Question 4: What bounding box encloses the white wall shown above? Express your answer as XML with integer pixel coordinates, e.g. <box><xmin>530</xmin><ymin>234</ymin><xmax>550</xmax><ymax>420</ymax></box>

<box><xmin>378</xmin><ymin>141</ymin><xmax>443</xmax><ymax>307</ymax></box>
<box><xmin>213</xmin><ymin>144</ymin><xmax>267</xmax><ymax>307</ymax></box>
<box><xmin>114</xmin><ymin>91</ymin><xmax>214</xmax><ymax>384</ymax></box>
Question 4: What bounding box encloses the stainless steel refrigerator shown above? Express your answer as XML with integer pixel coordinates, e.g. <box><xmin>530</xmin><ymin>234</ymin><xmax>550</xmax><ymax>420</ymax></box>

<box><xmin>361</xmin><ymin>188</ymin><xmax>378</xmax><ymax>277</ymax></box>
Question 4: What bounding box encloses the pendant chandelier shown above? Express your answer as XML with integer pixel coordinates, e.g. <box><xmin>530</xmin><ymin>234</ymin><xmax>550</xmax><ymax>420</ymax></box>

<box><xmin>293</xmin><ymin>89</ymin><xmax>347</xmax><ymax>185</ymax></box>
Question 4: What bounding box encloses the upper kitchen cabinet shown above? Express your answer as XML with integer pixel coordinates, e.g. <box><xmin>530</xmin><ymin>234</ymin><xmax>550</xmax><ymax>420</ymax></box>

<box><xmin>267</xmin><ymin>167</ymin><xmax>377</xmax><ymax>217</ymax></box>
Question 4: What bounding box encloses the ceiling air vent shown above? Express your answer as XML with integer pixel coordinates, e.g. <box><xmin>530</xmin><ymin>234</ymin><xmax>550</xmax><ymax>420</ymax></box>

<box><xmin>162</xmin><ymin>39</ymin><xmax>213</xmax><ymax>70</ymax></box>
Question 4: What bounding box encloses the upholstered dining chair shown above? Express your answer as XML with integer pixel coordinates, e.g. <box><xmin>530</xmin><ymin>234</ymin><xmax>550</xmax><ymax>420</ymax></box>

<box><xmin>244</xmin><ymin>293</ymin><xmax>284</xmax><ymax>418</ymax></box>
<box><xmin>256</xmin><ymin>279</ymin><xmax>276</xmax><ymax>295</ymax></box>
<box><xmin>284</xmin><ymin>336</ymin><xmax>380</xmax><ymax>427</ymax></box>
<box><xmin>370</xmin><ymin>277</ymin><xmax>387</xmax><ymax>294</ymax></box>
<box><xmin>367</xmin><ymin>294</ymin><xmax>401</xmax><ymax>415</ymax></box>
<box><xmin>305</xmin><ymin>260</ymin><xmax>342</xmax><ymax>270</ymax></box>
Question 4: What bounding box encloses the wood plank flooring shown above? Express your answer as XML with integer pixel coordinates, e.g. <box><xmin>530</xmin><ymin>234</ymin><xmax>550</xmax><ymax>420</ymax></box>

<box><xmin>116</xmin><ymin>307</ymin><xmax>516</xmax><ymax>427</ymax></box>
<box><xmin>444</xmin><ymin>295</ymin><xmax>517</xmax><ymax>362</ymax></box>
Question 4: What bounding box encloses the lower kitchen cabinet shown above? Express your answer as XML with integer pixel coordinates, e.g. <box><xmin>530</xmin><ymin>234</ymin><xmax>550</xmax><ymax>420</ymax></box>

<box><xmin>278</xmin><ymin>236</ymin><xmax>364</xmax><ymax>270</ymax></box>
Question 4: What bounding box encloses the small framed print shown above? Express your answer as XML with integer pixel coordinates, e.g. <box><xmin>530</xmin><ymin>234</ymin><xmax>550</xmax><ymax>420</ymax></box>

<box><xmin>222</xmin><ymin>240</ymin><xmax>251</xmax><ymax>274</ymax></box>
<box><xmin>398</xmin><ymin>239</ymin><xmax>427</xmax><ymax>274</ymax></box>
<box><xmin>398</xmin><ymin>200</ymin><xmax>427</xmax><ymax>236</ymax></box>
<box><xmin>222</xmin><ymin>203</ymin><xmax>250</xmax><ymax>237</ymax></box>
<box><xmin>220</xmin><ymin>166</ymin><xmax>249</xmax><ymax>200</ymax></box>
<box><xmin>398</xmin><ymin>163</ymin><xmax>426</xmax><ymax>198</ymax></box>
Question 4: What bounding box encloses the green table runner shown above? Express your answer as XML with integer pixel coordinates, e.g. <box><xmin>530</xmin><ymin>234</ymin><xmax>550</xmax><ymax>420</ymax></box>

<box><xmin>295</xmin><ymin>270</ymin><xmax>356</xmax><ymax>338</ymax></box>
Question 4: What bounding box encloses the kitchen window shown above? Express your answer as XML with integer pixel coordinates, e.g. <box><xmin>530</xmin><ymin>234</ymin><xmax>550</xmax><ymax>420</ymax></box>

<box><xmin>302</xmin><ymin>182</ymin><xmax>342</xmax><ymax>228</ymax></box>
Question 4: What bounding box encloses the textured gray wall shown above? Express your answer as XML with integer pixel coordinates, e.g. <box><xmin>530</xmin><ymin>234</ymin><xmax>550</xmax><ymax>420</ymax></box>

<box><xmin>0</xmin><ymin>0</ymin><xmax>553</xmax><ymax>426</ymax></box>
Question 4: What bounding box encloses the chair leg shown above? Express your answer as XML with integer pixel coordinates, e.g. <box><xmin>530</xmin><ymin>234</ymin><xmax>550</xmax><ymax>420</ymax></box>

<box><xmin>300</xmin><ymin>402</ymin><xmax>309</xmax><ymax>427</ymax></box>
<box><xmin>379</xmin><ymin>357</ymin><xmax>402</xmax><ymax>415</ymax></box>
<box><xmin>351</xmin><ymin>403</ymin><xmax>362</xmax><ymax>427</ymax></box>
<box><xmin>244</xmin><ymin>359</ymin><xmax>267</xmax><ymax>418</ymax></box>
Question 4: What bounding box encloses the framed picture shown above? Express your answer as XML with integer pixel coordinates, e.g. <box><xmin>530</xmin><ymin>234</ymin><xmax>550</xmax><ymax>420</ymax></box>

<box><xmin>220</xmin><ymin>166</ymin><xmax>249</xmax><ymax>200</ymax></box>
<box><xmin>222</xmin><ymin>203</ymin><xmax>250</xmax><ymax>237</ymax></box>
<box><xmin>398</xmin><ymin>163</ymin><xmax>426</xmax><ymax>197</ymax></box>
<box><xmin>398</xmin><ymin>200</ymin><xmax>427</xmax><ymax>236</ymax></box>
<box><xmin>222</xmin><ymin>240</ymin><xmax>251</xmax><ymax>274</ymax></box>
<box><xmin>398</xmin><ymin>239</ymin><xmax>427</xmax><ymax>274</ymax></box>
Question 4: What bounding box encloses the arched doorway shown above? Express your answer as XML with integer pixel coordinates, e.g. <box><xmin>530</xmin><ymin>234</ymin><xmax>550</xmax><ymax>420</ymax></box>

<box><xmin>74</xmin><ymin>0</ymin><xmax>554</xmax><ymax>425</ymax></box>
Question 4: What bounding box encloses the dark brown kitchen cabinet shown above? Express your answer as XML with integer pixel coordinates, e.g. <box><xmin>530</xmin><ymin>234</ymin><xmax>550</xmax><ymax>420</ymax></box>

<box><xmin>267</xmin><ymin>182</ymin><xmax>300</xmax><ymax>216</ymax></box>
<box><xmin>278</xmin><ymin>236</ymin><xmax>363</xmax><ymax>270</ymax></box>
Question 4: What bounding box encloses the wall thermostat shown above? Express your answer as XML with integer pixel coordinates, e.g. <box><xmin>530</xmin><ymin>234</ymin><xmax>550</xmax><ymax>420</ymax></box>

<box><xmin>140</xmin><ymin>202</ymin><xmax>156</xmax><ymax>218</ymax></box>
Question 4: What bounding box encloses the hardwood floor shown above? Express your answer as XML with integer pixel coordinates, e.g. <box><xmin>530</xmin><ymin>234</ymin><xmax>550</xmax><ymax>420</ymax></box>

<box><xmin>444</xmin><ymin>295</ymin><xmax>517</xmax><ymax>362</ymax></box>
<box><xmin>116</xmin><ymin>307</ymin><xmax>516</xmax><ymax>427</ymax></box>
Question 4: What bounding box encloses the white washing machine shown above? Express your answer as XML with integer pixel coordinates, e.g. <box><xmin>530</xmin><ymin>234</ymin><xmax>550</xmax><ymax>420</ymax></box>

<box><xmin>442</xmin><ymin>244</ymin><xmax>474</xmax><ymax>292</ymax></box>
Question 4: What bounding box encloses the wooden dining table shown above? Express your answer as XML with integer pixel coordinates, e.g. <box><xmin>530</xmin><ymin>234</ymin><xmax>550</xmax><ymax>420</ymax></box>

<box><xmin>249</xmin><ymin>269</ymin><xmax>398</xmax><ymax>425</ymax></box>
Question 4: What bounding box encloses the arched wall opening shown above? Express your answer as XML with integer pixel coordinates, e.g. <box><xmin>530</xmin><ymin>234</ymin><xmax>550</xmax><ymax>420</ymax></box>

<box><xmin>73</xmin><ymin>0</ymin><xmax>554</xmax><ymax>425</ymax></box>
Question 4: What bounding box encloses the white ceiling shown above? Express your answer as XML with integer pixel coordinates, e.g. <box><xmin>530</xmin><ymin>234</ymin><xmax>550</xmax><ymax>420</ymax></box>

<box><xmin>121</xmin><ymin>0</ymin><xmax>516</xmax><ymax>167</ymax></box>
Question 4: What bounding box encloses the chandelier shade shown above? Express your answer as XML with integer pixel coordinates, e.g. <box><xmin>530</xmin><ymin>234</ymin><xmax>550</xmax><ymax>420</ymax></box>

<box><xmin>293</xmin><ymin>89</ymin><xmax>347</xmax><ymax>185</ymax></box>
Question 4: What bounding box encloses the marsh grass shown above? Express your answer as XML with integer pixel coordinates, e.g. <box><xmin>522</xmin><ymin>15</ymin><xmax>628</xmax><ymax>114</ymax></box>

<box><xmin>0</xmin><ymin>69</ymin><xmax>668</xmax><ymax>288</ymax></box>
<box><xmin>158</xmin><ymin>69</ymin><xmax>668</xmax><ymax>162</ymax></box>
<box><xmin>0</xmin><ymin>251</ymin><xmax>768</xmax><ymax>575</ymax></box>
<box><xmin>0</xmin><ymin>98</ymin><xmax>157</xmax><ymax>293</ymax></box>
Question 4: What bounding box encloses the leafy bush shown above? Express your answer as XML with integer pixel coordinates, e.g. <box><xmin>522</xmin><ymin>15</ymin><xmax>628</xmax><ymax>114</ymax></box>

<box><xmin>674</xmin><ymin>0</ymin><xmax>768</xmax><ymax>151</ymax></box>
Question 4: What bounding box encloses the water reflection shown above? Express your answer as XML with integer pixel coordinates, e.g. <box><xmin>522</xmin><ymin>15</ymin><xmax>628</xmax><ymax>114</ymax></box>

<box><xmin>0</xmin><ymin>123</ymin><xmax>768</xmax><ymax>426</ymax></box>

———

> _Task instructions_
Count the lines in the records above that contain the string "chandelier", and reply with the number alone.

> _Reply_
2